■ WHAT IS NEEDED: Retype the entries below without changing a character, leaving out the pictures.

(Entries from a point annotation set)
::::::::

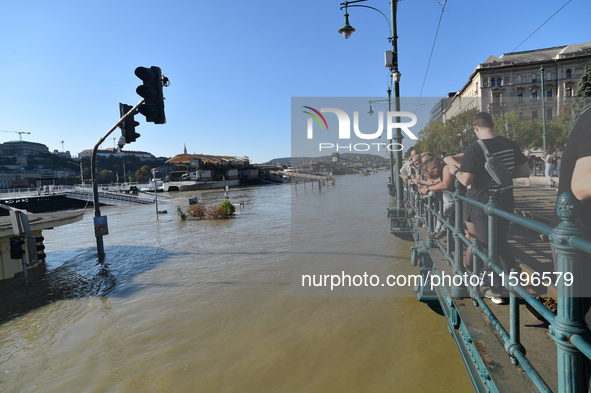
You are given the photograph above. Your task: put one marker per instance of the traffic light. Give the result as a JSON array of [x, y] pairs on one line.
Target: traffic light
[[151, 91], [17, 249], [128, 125]]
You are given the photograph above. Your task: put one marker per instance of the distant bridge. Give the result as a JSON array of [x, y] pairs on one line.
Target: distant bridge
[[50, 198]]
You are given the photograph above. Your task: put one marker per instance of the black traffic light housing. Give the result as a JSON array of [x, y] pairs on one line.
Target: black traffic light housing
[[128, 125], [40, 247], [151, 91], [17, 247]]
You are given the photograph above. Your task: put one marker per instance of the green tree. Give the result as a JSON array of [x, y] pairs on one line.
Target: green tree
[[143, 174]]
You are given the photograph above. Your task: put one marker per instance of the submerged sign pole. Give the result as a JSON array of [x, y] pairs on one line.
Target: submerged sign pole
[[100, 222]]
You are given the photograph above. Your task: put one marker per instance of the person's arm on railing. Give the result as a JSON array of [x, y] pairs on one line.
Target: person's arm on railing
[[521, 170], [581, 181]]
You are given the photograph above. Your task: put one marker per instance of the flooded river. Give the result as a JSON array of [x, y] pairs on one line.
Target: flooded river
[[219, 306]]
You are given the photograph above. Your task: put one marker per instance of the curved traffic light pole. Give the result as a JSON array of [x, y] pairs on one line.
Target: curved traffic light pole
[[97, 211]]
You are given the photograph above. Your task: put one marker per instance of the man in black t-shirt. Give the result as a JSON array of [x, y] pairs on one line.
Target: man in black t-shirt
[[473, 173], [576, 168]]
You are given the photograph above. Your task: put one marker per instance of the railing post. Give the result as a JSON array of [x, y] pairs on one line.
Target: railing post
[[492, 230], [514, 343], [459, 290], [572, 374]]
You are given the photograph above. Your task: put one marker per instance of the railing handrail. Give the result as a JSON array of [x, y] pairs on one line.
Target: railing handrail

::::::::

■ RESULT BELOW:
You are given the photograph above. Your task: put one marker per instance of the traffic light. Give the result as a JSON array of [x, y] pairs on one line.
Target: traffic light
[[151, 91], [17, 249], [128, 125]]
You are given the photograph above. Your task: put one marker per instance of the distant bridge. Give the result as a JSON array of [x, y] pairs on one line.
Target: distant bridge
[[50, 198]]
You are given the photograph above. Your task: put one marker per instance of the black traffic light housing. Give the result as a JSON array of [x, y] pairs on one line.
Target: black traffic light housing
[[128, 125], [40, 247], [151, 91], [17, 247]]
You are given the photograph above. Your task: put one marker per instance of the green tree. Give the result as a JSON array of [x, y] pairs on one line.
Target: green tree
[[143, 174]]
You are given the photograph above. Your task: put one marker per instance of the submerged sign pole. Give the result as a JSON array of [x, y] pairs on one line.
Target: submerged sign pole
[[100, 222]]
You are given the photograph above. Your task: put one marker per instance of the person's arm on railing. Give the result as a JSON array of [x, y] pairs on one line.
Target: person's arm on railing
[[521, 170], [581, 181]]
You are given the photograph above. Your task: put one marker per instance of the flooded river. Give the result as a JSON array of [x, y] pairs on one line.
Target: flooded river
[[219, 306]]
You are given the photograph above. Your task: put one marker per instance of the curved traffic light pole. Give the result as a JSON array of [x, y] pairs on one line.
Target: curved traffic light pole
[[97, 211]]
You are given the photograph above. Your task: put one marker per instance of the man in black t-shirt. Give the result as a JSON array of [x, y] pairs on one line.
Target: man in black t-shirt
[[473, 173], [576, 168]]
You are given the photograph above. Your task: put one marker per instance of the railing post. Give the result as a JSON array of [x, y] pairs on one line.
Target: railing post
[[492, 230], [514, 343], [459, 290], [572, 374]]
You are given the photograph above. Your task: put one marker per instance of the railing handrail. Give the result as a JSON array of [x, y] pairs on one line.
Target: railing handrail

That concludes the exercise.